• [WHAT IS REQUIRED]:
Output every line of the data below as a numbered list, leaving out blank lines. Omit the pictures from your answer.

Records from a data collection
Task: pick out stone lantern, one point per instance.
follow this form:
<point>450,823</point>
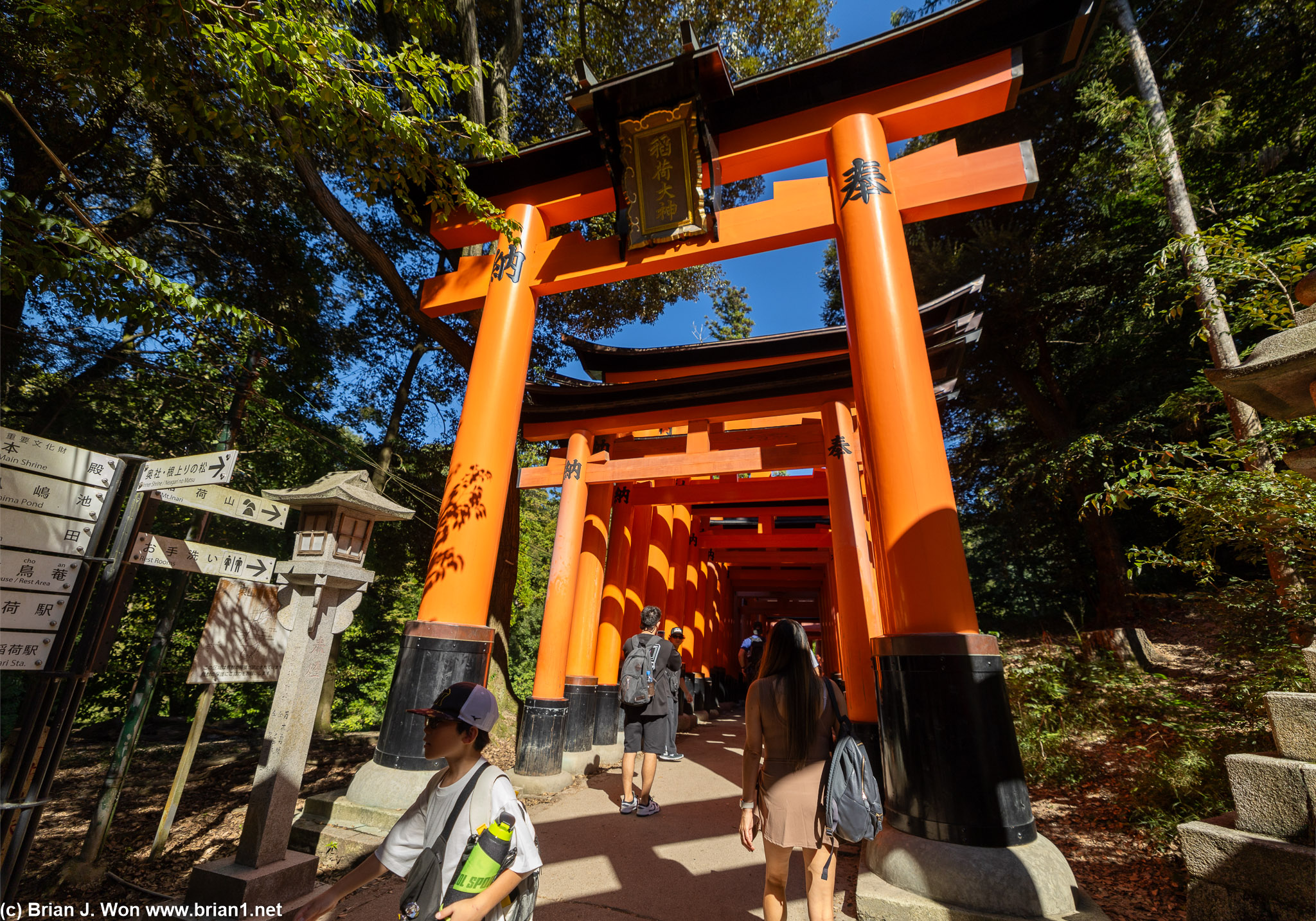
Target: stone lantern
<point>320,589</point>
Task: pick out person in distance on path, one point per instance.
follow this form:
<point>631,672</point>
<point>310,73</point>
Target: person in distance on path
<point>645,728</point>
<point>790,721</point>
<point>678,688</point>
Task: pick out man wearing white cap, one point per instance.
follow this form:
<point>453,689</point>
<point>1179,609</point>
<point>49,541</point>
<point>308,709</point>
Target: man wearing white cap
<point>457,729</point>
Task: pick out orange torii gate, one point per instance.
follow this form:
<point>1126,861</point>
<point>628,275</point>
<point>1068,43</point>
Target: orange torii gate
<point>660,144</point>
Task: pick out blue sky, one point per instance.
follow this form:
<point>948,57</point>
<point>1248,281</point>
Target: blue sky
<point>782,285</point>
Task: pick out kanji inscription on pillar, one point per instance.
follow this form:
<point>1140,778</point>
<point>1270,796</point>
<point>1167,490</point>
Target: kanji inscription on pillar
<point>31,611</point>
<point>862,181</point>
<point>242,639</point>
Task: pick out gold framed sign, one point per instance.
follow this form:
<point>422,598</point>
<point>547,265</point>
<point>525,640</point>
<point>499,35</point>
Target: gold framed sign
<point>664,177</point>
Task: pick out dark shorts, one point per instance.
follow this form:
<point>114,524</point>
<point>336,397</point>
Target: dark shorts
<point>646,733</point>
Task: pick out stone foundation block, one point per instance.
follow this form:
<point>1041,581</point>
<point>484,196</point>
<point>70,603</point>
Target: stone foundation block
<point>1218,853</point>
<point>1293,720</point>
<point>1029,881</point>
<point>1273,795</point>
<point>529,785</point>
<point>1209,902</point>
<point>878,900</point>
<point>229,883</point>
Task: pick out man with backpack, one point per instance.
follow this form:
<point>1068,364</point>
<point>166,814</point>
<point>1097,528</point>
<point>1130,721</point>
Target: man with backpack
<point>751,654</point>
<point>434,837</point>
<point>648,665</point>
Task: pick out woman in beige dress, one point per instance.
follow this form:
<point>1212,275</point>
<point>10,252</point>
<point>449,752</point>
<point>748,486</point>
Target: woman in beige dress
<point>788,722</point>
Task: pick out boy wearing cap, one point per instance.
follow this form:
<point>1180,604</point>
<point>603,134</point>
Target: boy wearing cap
<point>457,728</point>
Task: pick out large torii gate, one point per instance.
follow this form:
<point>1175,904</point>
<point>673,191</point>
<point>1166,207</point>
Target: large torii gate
<point>949,753</point>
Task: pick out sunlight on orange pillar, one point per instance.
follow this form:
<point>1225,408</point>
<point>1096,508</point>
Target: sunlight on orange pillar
<point>607,657</point>
<point>905,456</point>
<point>594,550</point>
<point>461,564</point>
<point>660,544</point>
<point>695,613</point>
<point>551,668</point>
<point>637,571</point>
<point>675,608</point>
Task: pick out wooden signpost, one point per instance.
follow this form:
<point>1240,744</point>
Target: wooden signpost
<point>194,470</point>
<point>172,553</point>
<point>232,503</point>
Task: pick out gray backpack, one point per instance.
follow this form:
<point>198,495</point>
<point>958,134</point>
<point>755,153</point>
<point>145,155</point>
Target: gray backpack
<point>852,804</point>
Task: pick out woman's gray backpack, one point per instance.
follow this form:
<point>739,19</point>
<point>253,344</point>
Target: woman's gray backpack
<point>852,804</point>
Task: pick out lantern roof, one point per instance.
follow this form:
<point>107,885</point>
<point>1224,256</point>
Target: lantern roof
<point>350,488</point>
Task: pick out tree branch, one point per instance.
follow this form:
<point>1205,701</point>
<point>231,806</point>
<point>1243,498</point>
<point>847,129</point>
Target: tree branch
<point>326,203</point>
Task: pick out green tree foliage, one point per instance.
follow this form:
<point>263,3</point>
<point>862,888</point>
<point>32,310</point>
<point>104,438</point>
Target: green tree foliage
<point>732,310</point>
<point>1087,357</point>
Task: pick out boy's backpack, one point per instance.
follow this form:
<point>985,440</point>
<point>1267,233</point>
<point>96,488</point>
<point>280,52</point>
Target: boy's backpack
<point>852,804</point>
<point>637,674</point>
<point>424,888</point>
<point>753,657</point>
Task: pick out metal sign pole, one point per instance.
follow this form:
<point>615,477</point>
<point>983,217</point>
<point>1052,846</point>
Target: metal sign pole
<point>184,767</point>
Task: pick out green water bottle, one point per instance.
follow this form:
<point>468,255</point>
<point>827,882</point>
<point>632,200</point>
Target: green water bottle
<point>486,861</point>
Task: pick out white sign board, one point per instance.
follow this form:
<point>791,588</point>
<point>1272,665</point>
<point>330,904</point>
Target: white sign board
<point>31,611</point>
<point>32,492</point>
<point>193,470</point>
<point>40,532</point>
<point>242,639</point>
<point>51,458</point>
<point>222,500</point>
<point>191,557</point>
<point>37,571</point>
<point>24,652</point>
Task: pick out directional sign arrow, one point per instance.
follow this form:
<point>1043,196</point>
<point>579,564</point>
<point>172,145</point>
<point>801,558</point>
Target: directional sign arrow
<point>193,470</point>
<point>222,500</point>
<point>173,554</point>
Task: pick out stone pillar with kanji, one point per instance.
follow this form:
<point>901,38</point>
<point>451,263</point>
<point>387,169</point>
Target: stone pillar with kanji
<point>320,589</point>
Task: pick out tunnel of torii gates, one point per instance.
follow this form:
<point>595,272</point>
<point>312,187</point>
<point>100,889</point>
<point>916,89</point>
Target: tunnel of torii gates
<point>674,447</point>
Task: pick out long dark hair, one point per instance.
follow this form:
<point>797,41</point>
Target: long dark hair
<point>799,692</point>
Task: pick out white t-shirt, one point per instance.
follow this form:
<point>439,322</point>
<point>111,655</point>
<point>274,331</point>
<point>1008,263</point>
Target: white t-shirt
<point>431,810</point>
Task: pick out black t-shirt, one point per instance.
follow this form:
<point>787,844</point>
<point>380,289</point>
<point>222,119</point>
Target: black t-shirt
<point>669,666</point>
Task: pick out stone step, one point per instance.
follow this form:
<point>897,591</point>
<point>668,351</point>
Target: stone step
<point>339,848</point>
<point>335,808</point>
<point>1268,873</point>
<point>1293,720</point>
<point>1274,795</point>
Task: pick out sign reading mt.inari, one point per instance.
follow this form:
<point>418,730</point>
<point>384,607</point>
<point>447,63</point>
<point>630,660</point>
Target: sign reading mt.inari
<point>193,470</point>
<point>222,500</point>
<point>190,557</point>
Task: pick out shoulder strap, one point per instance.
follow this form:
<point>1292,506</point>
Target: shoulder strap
<point>461,800</point>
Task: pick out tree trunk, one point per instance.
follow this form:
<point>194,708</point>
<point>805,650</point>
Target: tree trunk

• [SOLVED EXERCISE]:
1. Task: pick out stone lantern, one point per instance.
2. follow this form:
3. <point>450,823</point>
4. Target: stone lantern
5. <point>320,589</point>
6. Task: pick out person in distance on path, one point per instance.
7. follow this form:
8. <point>631,672</point>
9. <point>310,73</point>
10. Target: person in distance on path
11. <point>645,728</point>
12. <point>790,721</point>
13. <point>678,688</point>
14. Task: pick out man wearing white cap, one point per instance.
15. follow this form:
16. <point>453,689</point>
17. <point>1179,609</point>
18. <point>49,541</point>
19. <point>308,709</point>
20. Target: man wearing white cap
21. <point>457,729</point>
22. Task: pick out orange torii gate, one point per instance.
23. follow this form:
24. <point>1126,861</point>
25. <point>628,275</point>
26. <point>1068,43</point>
27. Target: orange torii gate
28. <point>660,144</point>
29. Task: pick out blue sky, one point per instance.
30. follow this form:
31. <point>948,57</point>
32. <point>1248,281</point>
33. Target: blue sky
34. <point>782,285</point>
35. Task: pick out kanji inscription on pillar, one point per instance.
36. follow this form:
37. <point>1140,778</point>
38. <point>1270,796</point>
39. <point>1167,490</point>
40. Target: kanji inscription on pillar
41. <point>31,611</point>
42. <point>862,181</point>
43. <point>242,639</point>
44. Task: pick out gold framed sign, one point per instance.
45. follow this form:
46. <point>422,598</point>
47. <point>547,265</point>
48. <point>525,640</point>
49. <point>499,35</point>
50. Target: gold framed sign
51. <point>664,177</point>
52. Task: pick out dark shorts, one point per instance.
53. follow this form:
54. <point>114,524</point>
55. <point>336,397</point>
56. Target: dark shorts
57. <point>646,733</point>
58. Task: pick out stone foundation block, one point per instance.
59. follow this form:
60. <point>1041,581</point>
61. <point>484,196</point>
62. <point>70,603</point>
63. Target: stone foundation block
64. <point>1218,853</point>
65. <point>1293,720</point>
66. <point>1029,881</point>
67. <point>1273,795</point>
68. <point>529,785</point>
69. <point>1209,902</point>
70. <point>878,900</point>
71. <point>229,883</point>
72. Task: pick out man with backpack, one point per instance.
73. follow this form:
74. <point>1068,364</point>
75. <point>166,814</point>
76. <point>1097,528</point>
77. <point>1130,721</point>
78. Target: man with backpack
79. <point>751,654</point>
80. <point>434,837</point>
81. <point>648,665</point>
82. Task: pick out woman in beige dress, one point per instance.
83. follow this form:
84. <point>1212,275</point>
85. <point>10,252</point>
86. <point>449,752</point>
87. <point>748,486</point>
88. Target: woman in beige dress
89. <point>788,722</point>
90. Task: pick out boy wearing cap, one point per instance.
91. follow this form:
92. <point>1180,604</point>
93. <point>603,134</point>
94. Target: boy wearing cap
95. <point>457,728</point>
96. Task: pick out large torii gate, one point per instance.
97. follow this form:
98. <point>1175,904</point>
99. <point>673,191</point>
100. <point>1166,207</point>
101. Target: large torii gate
102. <point>949,753</point>
103. Task: pick out sunlight on orange pillar, one point per instance.
104. follow this form:
105. <point>1225,408</point>
106. <point>1096,508</point>
107. Target: sunlight on orange pillar
108. <point>607,657</point>
109. <point>905,456</point>
110. <point>594,550</point>
111. <point>461,564</point>
112. <point>660,544</point>
113. <point>695,613</point>
114. <point>551,668</point>
115. <point>637,571</point>
116. <point>675,608</point>
117. Task: pick out wooden signpost, one point per instance.
118. follow this form:
119. <point>1240,744</point>
120. Target: wooden signpost
121. <point>194,470</point>
122. <point>172,553</point>
123. <point>232,503</point>
124. Task: pick out gray backpack, one point per instance.
125. follow this form:
126. <point>198,495</point>
127. <point>958,134</point>
128. <point>755,153</point>
129. <point>145,155</point>
130. Target: gray backpack
131. <point>852,804</point>
132. Task: pick out woman's gray backpack, one point per instance.
133. follow this form:
134. <point>739,19</point>
135. <point>253,344</point>
136. Target: woman's gray backpack
137. <point>852,804</point>
138. Task: pick out lantern roof, one point per instance.
139. follow this form:
140. <point>107,885</point>
141. <point>1224,256</point>
142. Target: lantern roof
143. <point>350,488</point>
144. Task: pick out tree branch, one point per instance.
145. follow this form:
146. <point>1205,701</point>
147. <point>231,806</point>
148. <point>1243,498</point>
149. <point>847,129</point>
150. Target: tree branch
151. <point>326,203</point>
152. Task: pick out green tree foliage, one point per instance.
153. follow this form:
154. <point>263,3</point>
155. <point>862,888</point>
156. <point>32,310</point>
157. <point>104,438</point>
158. Target: green tree foliage
159. <point>732,310</point>
160. <point>1087,357</point>
161. Task: pick out boy's backpack, one point per instance.
162. follow this form:
163. <point>985,440</point>
164. <point>1267,233</point>
165. <point>96,488</point>
166. <point>280,52</point>
167. Target: boy's backpack
168. <point>852,804</point>
169. <point>637,674</point>
170. <point>424,888</point>
171. <point>753,657</point>
172. Task: pick out metal sign pole, one point per instance.
173. follow this form:
174. <point>615,477</point>
175. <point>983,217</point>
176. <point>1052,846</point>
177. Target: metal sign pole
178. <point>184,767</point>
179. Task: pick out green water bottle, one point per instance.
180. follow this form:
181. <point>468,255</point>
182. <point>827,882</point>
183. <point>632,200</point>
184. Target: green water bottle
185. <point>486,861</point>
186. Task: pick out white sign board, one point per instance.
187. follow this form:
188. <point>791,588</point>
189. <point>1272,665</point>
190. <point>330,904</point>
191. Target: white sign board
192. <point>31,611</point>
193. <point>32,492</point>
194. <point>193,470</point>
195. <point>40,532</point>
196. <point>242,639</point>
197. <point>51,458</point>
198. <point>222,500</point>
199. <point>191,557</point>
200. <point>37,571</point>
201. <point>24,652</point>
202. Task: pick out directional sign arrow, one point per instance.
203. follow this form:
204. <point>1043,196</point>
205. <point>579,564</point>
206. <point>172,145</point>
207. <point>801,558</point>
208. Target: directional sign arrow
209. <point>193,470</point>
210. <point>222,500</point>
211. <point>173,554</point>
212. Task: pick out stone pillar with kanji, one point per instance.
213. follow this form:
214. <point>901,38</point>
215. <point>451,263</point>
216. <point>387,169</point>
217. Target: stone pillar with kanji
218. <point>320,589</point>
219. Task: pick out tunnel of torii gates, one point per instance.
220. follow this form:
221. <point>595,272</point>
222. <point>312,187</point>
223. <point>100,889</point>
224. <point>916,89</point>
225. Target: tunnel of torii gates
226. <point>674,447</point>
227. Task: pick out long dark hair, one point per instance.
228. follow this form:
229. <point>797,41</point>
230. Target: long dark hair
231. <point>799,692</point>
232. Task: pick out white t-shirt, one point per instance.
233. follow this form:
234. <point>439,322</point>
235. <point>111,655</point>
236. <point>274,331</point>
237. <point>1008,263</point>
238. Target: white t-shirt
239. <point>431,810</point>
240. Task: pick out black t-shirt, one point per instance.
241. follow this form:
242. <point>787,844</point>
243. <point>380,289</point>
244. <point>222,119</point>
245. Target: black t-shirt
246. <point>669,666</point>
247. Task: pick out stone step, one point per instance.
248. follow this form:
249. <point>897,591</point>
250. <point>668,351</point>
251. Target: stone step
252. <point>339,848</point>
253. <point>335,808</point>
254. <point>1268,873</point>
255. <point>1293,720</point>
256. <point>1274,795</point>
257. Task: pick out sign reading mt.inari, one point per instance.
258. follow this form:
259. <point>418,730</point>
260. <point>384,607</point>
261. <point>447,63</point>
262. <point>630,660</point>
263. Target: sign reading mt.inari
264. <point>193,470</point>
265. <point>222,500</point>
266. <point>190,557</point>
267. Task: pick out shoulder strap, one point per instance.
268. follow this form:
269. <point>1292,506</point>
270. Target: shoulder strap
271. <point>461,800</point>
272. Task: pick out tree trunk, one point per instance.
273. follow this form:
274. <point>194,708</point>
275. <point>805,650</point>
276. Target: tree trunk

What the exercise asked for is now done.